_Tarefas escritas_
1. Responda com base na entrevista:
(a) Quem conduziu a entrevista com Beatriz Santiago Muñoz?
(b) Em que ano foi publicado o romance Les Guérillères?
(c) Qual era o nome do curso em que o livro foi indicado?
2. Imprima, por favor, o trecho da entrevista que vai de "Esta entrevista de" até "provocou em você?", sem alterar nada.

_Texto fornecido_
==================================================
Esta entrevista de Caroline Goudart com Beatriz Santiago Muñoz faz parte da mostra e do mergulho em Oriana e no processo de criação da artista. Ela foi traduzida para ser disponibilizada no site do Pivô.

CG: Seu último filme, Oriana, é amplamente inspirado no romance de Monique Wittig Les Guérillères, publicado em 1969. Quando você leu o livro pela primeira vez? Em que contexto? E que efeito o texto provocou em você?

BSM: Eu o li pela primeira vez durante a faculdade, na Universidade de Chicago. O livro foi indicado em um curso chamado Teoria Feminista, Prática Feminista, ministrado pela falecida Lauren Berlant. Quando o li pela primeira vez em inglês, fiquei chocada com o que o texto trazia no âmbito da forma. A experimentação de formas em Wittig realmente abriu uma maneira diferente de nomear o mundo para mim, e tentei entender sua mecânica, como era produzida e como funcionava. Adorei tanto o livro que acabei roubando o exemplar da minha colega de quarto. Foi a primeira vez que li algo que propunha um experimento formal que eu não precisava entender intelectualmente para que funcionasse. Minha fé em experimentações formais vem do meu encontro com esse livro, e mesmo que eu nunca tivesse pensado em transformá-lo em um filme, percebi que queria voltar a ele, compreendê-lo profundamente e criar um análogo dele.
==================================================
Registros de um conjunto de rotulagem de pontos:
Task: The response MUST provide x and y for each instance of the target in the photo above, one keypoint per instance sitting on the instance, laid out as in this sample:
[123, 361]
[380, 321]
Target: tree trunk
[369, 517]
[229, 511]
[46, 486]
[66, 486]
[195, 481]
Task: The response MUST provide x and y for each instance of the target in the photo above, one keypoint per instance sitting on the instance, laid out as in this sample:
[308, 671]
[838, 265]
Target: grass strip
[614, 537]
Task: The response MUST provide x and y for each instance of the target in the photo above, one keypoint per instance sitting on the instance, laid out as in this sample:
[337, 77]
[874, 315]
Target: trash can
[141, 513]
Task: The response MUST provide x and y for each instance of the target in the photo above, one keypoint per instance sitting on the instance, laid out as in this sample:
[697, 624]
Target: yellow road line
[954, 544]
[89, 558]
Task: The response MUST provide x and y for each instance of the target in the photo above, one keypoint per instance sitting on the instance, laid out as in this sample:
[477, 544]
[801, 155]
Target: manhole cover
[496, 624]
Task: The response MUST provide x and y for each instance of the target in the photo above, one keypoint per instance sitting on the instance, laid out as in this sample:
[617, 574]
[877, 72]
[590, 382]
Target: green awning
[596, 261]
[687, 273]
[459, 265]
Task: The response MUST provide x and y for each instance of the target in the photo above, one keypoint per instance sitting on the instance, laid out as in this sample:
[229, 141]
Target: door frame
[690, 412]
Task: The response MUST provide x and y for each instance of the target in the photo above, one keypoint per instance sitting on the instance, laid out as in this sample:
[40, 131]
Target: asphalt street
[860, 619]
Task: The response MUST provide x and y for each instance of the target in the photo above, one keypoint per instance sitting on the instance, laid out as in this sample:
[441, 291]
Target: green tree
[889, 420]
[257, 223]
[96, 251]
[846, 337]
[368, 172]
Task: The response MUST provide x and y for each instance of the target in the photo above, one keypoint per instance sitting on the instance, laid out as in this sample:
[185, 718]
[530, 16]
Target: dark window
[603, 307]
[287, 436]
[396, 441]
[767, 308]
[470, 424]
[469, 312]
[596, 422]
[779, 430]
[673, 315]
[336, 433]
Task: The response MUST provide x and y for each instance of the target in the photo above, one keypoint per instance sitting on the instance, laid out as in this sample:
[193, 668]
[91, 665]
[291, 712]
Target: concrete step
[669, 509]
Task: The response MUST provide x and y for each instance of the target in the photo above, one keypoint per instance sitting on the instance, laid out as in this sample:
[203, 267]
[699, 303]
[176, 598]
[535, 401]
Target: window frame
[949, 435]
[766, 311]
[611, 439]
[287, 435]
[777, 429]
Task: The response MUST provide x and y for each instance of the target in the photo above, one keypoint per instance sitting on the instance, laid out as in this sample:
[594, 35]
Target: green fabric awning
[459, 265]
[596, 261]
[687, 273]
==================================================
_Respostas por tarefa_
1.
(a) Caroline Goudart.
(b) Em 1969.
(c) Teoria Feminista, Prática Feminista.

2.
Esta entrevista de Caroline Goudart com Beatriz Santiago Muñoz faz parte da mostra e do mergulho em Oriana e no processo de criação da artista. Ela foi traduzida para ser disponibilizada no site do Pivô.

CG: Seu último filme, Oriana, é amplamente inspirado no romance de Monique Wittig Les Guérillères, publicado em 1969. Quando você leu o livro pela primeira vez? Em que contexto? E que efeito o texto provocou em você?